## OPGESLAGEN RIJEN

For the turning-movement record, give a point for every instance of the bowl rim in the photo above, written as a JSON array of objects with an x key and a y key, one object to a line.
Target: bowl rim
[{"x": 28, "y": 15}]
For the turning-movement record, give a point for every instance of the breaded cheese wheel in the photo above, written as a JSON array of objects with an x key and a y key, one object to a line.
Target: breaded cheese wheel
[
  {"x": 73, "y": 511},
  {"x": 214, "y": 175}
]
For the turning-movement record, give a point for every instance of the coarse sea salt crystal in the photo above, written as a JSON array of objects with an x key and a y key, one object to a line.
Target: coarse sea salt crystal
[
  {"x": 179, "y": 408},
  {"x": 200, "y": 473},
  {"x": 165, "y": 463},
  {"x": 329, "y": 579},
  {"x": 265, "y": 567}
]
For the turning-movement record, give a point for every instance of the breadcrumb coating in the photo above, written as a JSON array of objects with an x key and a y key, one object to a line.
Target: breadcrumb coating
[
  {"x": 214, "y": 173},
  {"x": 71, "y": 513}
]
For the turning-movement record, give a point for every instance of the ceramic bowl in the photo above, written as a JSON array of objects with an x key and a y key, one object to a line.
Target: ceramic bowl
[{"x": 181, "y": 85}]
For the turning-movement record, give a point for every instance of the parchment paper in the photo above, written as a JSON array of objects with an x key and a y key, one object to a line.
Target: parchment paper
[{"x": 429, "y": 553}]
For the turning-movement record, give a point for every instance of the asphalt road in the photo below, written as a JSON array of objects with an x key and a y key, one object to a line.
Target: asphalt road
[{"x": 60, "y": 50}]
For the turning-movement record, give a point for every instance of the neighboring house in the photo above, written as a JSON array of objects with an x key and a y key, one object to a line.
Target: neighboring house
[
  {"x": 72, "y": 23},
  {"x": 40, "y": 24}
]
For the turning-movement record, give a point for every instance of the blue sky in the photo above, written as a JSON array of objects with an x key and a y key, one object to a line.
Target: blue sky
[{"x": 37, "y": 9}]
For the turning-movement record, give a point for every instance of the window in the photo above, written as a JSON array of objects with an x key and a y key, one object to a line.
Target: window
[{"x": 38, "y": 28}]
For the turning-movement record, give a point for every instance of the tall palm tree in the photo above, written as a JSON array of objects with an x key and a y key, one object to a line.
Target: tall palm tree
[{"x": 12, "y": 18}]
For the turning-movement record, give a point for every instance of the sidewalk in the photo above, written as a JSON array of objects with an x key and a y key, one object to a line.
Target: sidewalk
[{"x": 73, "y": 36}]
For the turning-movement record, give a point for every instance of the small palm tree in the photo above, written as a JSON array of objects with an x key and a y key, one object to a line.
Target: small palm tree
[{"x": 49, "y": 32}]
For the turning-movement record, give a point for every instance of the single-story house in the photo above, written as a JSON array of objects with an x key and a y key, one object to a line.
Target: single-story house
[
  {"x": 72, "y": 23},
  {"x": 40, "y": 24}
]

## INSTRUCTIES BIJ OEFENING
Schrijf alle regels van de regel met "of the small" tot en met het einde van de items opnieuw uit. Verhoog daarbij elke coördinaat in de antwoorden met 77.

## SCHRIFTELIJK ANTWOORD
For the turning-movement record, give a point for every instance of the small palm tree in the photo above, written as a JSON array of objects with an x key and a y key, one object to a line.
Target: small palm tree
[{"x": 126, "y": 109}]
For the turning-movement record, give a point for every instance of the single-story house in the photo above, written as a JSON array of objects with an x key and a y key, one object to a line.
Target: single-story house
[
  {"x": 149, "y": 100},
  {"x": 117, "y": 101}
]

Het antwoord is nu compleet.